» **Requirement**: Pull out every line in the records below that contains the word "metal", and copy each one in full.
--- BEGIN Provided data ---
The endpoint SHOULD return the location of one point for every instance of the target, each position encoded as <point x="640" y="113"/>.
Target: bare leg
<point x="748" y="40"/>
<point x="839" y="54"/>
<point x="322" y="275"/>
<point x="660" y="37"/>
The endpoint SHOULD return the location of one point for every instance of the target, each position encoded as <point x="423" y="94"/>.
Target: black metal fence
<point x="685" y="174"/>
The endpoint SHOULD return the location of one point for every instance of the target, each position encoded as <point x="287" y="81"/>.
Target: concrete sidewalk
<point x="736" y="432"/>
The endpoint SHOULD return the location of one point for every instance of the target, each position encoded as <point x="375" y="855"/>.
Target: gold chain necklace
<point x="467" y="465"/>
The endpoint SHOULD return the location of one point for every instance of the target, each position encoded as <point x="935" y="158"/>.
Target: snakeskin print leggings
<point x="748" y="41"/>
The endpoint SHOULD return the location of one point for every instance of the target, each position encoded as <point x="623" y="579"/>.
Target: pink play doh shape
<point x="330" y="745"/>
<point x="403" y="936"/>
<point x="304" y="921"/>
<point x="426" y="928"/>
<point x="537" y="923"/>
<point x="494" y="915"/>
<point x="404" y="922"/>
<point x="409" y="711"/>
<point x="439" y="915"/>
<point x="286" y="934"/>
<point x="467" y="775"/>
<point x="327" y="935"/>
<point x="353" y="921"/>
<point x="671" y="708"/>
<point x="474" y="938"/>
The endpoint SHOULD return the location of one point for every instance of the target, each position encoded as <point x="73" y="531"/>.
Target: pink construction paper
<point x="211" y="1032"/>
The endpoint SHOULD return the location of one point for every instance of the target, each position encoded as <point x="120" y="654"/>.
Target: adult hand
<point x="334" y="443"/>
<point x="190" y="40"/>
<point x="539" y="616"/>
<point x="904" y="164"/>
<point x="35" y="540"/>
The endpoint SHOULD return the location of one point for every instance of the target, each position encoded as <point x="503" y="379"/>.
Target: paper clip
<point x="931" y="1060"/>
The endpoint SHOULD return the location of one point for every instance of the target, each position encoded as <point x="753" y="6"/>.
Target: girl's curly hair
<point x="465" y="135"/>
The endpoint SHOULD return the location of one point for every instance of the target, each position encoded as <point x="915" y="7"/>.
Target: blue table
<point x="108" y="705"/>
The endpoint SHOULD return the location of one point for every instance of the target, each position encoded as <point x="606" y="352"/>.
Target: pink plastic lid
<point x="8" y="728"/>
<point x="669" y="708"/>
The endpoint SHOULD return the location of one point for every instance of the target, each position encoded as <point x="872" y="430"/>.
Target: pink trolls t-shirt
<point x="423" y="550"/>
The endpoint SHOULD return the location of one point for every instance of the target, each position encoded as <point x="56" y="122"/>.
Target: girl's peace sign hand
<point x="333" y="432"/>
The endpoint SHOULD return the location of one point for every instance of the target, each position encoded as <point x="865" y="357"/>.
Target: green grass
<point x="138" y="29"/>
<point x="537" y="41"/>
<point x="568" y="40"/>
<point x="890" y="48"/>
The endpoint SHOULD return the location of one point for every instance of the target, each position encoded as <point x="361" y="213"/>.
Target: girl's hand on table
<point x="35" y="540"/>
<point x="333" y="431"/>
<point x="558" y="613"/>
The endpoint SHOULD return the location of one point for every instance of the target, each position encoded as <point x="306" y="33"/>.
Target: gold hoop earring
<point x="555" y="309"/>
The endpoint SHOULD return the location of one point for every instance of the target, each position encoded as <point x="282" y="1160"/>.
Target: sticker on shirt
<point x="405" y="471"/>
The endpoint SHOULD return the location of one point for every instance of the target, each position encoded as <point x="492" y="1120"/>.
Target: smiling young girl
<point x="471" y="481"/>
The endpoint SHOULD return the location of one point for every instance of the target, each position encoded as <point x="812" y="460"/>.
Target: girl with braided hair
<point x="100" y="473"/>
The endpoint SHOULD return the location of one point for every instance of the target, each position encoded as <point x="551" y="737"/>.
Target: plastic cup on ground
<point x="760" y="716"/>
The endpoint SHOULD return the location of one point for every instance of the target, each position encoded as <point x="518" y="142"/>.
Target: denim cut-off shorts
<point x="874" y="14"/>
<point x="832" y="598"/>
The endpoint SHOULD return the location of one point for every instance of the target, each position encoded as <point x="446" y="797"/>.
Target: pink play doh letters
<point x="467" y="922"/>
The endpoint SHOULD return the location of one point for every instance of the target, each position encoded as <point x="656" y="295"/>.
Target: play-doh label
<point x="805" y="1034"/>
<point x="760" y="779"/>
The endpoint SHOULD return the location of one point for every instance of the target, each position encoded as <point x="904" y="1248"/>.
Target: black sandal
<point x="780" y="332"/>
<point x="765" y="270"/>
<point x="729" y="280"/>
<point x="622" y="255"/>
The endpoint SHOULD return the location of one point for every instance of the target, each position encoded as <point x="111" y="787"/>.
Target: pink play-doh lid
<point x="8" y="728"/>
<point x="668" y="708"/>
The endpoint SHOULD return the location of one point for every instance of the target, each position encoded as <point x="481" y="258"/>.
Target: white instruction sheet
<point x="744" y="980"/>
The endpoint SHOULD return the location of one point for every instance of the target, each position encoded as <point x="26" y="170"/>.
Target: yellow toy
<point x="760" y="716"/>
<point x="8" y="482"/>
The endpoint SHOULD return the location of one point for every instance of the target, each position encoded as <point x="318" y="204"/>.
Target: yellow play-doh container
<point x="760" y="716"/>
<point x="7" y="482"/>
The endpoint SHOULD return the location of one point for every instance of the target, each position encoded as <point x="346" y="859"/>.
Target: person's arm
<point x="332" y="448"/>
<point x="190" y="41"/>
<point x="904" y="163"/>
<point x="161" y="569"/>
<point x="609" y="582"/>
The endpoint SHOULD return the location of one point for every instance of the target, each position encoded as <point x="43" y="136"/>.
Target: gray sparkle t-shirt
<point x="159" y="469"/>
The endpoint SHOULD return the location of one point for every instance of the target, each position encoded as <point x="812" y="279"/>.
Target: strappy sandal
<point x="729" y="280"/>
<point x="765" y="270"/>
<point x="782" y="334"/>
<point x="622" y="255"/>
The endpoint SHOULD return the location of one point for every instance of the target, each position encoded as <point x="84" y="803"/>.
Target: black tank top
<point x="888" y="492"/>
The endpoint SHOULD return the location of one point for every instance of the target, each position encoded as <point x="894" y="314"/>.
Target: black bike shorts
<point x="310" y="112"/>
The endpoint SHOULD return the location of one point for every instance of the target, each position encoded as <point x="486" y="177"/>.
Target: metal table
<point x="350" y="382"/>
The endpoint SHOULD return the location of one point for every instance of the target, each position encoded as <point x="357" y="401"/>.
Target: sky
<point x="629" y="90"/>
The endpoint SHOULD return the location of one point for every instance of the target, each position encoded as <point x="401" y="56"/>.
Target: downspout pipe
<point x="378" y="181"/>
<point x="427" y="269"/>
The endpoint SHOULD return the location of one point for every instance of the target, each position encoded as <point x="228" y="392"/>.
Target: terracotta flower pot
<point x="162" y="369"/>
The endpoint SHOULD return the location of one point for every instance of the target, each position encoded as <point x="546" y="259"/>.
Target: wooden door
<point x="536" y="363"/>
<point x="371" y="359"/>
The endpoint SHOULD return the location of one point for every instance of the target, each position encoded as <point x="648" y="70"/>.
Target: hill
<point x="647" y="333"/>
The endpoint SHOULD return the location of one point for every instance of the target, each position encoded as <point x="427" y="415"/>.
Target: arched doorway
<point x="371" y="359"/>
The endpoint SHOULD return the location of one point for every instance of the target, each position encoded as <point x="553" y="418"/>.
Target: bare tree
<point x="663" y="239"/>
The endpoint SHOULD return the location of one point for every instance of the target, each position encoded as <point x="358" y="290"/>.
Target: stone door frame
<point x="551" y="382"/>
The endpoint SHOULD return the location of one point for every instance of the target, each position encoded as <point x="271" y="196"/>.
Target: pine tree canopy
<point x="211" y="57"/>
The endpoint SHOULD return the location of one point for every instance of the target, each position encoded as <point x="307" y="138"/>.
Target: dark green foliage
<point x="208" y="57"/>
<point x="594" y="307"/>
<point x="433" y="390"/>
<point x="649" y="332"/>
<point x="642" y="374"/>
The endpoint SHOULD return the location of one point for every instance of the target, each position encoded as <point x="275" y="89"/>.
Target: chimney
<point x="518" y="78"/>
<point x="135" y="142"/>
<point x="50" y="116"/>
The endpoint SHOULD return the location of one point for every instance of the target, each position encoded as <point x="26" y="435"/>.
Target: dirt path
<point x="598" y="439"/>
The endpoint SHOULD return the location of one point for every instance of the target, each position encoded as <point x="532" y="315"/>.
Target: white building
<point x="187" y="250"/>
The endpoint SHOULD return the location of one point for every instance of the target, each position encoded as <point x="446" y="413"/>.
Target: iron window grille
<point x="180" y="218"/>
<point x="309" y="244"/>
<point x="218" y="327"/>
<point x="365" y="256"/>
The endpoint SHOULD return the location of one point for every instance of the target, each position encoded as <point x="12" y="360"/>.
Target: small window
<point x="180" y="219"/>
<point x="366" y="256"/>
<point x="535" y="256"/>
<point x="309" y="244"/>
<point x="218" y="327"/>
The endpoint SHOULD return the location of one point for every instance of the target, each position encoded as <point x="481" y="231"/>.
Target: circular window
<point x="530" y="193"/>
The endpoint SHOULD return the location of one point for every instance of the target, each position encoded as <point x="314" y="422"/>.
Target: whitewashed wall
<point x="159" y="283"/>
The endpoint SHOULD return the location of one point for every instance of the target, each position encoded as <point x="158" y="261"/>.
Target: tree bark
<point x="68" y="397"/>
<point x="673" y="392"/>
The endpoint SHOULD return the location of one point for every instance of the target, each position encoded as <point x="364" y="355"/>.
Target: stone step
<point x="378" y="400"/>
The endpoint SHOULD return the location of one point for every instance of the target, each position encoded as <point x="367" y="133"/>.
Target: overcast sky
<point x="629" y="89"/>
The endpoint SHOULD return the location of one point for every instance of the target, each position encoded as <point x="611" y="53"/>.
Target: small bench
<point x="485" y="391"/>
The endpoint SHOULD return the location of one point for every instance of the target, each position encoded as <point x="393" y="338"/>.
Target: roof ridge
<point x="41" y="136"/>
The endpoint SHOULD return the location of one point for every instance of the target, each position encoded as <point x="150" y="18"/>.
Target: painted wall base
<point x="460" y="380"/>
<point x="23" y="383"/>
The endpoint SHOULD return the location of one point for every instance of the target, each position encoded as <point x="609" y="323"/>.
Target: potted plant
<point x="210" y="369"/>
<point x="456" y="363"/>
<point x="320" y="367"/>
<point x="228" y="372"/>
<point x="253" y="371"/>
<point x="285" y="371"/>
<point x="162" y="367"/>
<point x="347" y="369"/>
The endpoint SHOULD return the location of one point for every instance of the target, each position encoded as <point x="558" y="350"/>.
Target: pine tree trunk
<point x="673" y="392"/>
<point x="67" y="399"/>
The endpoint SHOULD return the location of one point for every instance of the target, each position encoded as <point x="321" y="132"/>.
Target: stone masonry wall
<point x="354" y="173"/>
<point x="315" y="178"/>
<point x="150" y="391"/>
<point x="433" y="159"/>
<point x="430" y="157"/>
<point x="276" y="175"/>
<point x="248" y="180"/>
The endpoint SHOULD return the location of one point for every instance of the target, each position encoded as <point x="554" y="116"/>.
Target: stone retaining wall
--- END Provided data ---
» **Output below**:
Target: black metal fence
Target: metal table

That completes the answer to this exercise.